Lines of data
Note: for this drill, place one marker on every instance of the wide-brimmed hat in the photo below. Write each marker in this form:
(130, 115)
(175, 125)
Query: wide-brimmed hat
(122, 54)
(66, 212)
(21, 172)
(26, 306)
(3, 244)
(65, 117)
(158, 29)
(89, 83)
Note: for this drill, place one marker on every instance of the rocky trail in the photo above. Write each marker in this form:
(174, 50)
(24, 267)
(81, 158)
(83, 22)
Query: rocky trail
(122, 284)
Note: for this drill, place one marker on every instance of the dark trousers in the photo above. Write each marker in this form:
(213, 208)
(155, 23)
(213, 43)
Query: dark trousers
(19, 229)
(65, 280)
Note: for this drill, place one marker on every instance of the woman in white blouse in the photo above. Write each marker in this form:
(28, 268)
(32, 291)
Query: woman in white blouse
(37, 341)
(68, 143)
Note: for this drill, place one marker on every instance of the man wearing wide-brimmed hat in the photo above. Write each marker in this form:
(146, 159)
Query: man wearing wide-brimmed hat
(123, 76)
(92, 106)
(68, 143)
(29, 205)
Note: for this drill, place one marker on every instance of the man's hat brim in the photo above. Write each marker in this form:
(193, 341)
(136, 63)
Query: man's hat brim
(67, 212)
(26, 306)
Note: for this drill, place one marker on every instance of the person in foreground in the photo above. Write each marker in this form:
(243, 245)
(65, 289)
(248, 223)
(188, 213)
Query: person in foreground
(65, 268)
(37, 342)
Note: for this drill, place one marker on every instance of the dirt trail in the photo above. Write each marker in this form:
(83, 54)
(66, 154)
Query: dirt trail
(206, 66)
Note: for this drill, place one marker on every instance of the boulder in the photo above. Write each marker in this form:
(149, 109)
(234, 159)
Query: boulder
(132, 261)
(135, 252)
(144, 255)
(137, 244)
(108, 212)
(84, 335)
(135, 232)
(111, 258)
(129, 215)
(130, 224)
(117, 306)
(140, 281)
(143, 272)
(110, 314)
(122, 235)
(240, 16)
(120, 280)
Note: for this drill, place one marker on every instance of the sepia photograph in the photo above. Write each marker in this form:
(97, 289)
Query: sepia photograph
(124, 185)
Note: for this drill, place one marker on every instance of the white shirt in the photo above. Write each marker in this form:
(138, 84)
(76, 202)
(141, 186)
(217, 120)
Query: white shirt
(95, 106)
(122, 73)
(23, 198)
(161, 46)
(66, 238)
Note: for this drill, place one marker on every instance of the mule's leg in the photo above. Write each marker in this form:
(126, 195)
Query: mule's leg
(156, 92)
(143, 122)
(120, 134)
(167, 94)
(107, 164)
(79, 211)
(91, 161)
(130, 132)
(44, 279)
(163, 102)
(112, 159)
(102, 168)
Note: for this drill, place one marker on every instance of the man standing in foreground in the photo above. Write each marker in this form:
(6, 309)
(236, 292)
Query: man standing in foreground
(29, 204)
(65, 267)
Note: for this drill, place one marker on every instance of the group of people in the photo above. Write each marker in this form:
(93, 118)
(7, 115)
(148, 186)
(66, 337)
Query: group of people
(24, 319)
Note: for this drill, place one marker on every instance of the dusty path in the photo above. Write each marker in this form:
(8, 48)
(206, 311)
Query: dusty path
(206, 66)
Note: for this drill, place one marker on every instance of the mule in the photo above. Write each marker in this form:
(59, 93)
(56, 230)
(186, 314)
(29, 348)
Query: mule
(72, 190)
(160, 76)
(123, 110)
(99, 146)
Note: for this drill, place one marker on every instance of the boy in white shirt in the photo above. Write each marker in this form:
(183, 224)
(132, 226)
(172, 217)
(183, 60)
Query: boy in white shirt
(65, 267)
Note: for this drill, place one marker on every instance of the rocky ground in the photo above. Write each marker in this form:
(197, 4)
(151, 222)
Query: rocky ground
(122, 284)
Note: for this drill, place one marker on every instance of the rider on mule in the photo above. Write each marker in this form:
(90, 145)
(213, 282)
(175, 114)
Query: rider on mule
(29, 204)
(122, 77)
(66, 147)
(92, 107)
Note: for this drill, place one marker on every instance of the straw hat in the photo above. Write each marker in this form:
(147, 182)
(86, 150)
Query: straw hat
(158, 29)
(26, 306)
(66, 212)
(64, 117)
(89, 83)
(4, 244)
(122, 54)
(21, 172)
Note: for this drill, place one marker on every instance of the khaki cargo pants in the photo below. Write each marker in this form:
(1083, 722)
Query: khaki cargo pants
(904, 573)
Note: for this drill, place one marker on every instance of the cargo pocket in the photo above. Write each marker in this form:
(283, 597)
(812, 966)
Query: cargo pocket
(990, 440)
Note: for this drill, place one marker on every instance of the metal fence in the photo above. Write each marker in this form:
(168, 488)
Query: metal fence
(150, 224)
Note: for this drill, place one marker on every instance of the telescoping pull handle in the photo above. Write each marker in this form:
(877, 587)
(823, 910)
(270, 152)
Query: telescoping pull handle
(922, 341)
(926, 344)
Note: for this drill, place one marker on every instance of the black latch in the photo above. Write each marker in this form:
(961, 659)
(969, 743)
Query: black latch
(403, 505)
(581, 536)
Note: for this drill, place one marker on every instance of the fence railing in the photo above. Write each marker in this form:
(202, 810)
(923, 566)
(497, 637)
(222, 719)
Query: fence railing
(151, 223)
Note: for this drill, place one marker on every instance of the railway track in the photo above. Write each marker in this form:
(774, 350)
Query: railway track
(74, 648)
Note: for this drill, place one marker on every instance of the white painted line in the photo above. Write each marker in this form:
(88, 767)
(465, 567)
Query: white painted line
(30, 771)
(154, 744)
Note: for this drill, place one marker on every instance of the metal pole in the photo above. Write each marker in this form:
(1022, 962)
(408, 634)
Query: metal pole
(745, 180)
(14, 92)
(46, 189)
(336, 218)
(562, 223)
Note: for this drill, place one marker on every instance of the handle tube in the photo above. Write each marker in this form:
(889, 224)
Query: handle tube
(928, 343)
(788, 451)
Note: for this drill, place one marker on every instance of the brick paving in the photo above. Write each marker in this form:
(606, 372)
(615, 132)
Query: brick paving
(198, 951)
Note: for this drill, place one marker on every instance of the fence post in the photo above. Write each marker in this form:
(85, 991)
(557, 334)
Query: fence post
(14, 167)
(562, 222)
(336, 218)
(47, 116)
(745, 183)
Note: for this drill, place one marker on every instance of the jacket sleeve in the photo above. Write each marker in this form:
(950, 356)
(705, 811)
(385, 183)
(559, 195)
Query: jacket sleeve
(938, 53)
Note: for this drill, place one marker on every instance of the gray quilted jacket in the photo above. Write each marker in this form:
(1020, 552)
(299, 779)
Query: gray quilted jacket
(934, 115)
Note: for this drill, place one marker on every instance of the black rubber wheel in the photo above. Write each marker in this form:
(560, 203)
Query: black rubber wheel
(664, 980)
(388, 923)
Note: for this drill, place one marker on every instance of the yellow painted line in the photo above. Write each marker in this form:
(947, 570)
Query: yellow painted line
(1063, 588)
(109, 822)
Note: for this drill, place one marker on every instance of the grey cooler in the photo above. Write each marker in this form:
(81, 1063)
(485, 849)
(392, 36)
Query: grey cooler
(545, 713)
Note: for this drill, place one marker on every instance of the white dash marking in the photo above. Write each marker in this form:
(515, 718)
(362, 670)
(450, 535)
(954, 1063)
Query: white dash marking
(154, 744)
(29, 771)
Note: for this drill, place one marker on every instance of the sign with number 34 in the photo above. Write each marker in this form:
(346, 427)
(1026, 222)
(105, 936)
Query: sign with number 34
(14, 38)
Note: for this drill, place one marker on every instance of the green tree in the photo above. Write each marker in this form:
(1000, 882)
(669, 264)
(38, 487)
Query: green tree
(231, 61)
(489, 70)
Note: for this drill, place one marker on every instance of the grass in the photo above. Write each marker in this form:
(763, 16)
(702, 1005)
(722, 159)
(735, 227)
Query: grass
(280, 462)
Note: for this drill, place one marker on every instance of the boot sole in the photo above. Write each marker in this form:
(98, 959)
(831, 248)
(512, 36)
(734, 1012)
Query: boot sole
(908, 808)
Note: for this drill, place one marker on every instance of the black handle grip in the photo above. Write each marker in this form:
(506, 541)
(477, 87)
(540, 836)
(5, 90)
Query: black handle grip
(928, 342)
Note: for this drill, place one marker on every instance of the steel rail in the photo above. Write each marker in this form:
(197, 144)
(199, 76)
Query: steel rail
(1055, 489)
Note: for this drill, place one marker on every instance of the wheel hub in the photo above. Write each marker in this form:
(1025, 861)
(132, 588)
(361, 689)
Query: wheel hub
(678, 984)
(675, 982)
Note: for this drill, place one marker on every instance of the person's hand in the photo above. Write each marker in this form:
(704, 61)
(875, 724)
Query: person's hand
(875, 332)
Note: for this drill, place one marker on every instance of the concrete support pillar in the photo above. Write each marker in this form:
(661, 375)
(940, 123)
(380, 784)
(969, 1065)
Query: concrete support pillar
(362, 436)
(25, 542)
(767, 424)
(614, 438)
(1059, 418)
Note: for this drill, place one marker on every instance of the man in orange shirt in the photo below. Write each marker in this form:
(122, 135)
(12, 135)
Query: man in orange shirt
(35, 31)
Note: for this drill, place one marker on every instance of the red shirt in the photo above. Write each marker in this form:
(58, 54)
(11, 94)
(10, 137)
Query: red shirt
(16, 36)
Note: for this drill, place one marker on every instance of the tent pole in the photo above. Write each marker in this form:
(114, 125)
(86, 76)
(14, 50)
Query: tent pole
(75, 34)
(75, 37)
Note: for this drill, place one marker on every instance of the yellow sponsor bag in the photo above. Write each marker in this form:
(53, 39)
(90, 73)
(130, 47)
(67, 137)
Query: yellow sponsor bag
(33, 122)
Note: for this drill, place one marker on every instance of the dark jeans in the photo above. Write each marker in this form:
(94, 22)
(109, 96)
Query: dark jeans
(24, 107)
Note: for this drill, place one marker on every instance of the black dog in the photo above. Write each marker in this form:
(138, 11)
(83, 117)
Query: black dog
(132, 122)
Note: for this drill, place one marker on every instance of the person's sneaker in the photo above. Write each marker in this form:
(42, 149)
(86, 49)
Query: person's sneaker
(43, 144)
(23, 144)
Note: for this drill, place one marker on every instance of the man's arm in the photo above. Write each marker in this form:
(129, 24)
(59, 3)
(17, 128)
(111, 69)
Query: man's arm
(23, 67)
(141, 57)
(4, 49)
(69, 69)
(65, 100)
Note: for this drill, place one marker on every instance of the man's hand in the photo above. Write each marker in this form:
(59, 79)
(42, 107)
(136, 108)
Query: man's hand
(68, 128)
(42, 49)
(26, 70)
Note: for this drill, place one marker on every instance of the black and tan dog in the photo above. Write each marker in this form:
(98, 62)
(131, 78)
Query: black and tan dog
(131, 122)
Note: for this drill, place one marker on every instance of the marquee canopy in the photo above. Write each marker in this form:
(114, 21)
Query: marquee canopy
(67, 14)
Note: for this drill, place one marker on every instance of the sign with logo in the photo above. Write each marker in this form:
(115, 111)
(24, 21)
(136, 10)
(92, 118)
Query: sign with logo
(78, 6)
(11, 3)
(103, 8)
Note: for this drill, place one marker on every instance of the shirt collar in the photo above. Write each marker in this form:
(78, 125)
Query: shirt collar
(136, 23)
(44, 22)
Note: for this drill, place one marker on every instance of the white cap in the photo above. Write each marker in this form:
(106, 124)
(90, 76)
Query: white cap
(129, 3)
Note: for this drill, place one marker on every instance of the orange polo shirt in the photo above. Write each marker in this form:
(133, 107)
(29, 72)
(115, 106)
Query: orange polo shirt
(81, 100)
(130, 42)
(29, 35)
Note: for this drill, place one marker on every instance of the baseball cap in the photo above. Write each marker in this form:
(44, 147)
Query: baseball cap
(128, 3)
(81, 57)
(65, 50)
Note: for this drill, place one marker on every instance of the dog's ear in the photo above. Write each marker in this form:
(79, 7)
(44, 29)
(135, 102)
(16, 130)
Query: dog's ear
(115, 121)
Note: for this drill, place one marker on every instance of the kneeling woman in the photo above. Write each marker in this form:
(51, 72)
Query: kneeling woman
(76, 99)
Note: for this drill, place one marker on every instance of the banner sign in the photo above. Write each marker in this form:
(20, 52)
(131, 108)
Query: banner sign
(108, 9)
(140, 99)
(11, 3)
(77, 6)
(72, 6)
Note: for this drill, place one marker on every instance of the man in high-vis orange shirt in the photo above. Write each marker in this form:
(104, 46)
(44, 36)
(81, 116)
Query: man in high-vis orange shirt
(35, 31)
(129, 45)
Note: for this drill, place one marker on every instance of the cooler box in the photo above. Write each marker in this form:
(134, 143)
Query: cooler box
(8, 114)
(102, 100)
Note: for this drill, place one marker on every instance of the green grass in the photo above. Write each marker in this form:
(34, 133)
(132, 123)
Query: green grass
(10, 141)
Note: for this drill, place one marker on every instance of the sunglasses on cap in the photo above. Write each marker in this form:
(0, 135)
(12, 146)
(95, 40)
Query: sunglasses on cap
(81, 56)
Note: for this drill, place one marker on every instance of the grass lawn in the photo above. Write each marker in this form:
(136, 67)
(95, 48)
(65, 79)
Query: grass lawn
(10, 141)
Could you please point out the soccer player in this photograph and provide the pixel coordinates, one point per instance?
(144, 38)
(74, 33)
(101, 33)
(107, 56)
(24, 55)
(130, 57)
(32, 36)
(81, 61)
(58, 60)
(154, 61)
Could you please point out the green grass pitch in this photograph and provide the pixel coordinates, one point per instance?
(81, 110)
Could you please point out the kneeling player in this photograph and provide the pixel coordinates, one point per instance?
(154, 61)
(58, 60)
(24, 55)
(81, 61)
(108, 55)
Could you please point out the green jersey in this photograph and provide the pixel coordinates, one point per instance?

THE REQUEST: Repeat, with no changes, each line from the one with "the man in high-vis" to the end of the listing, including both ends and nothing else.

CORRECT OUTPUT:
Note: for this drill, place one marker on every instance of the man in high-vis orange shirt in the photo above. Write each marker in this form:
(104, 46)
(44, 36)
(81, 116)
Query: man in high-vis orange shirt
(35, 31)
(129, 45)
Note: for this drill, place one marker on every instance of the cooler box in the photo above. Write each marker in this form:
(134, 143)
Query: cooler box
(8, 114)
(102, 100)
Note: for this drill, place one marker on every instance of the green grass in the photo above. Write each marker in this form:
(34, 133)
(132, 123)
Query: green grass
(10, 141)
Note: for this drill, place one marker on every instance of the sunglasses on cap in the photo above. Write each marker in this form:
(0, 135)
(12, 146)
(95, 40)
Query: sunglasses on cap
(81, 56)
Note: for this drill, place one marker on every instance of the grass lawn in the photo above. Write each marker in this form:
(136, 67)
(95, 48)
(65, 79)
Query: grass lawn
(10, 141)
Could you please point out the soccer player in this photograph and provide the pixel coordinates, one point per instance?
(144, 38)
(74, 33)
(101, 33)
(107, 56)
(24, 55)
(130, 57)
(32, 36)
(81, 61)
(58, 60)
(154, 61)
Could you please point out the green grass pitch in this photograph and provide the pixel coordinates, one point per instance?
(81, 110)
Could you please point out the kneeling player in this photograph and provide the pixel coordinates, one point per instance?
(154, 61)
(58, 60)
(24, 55)
(81, 61)
(108, 55)
Could you please point out the green jersey in this photograph and provide the pixel coordinates, one point per instance?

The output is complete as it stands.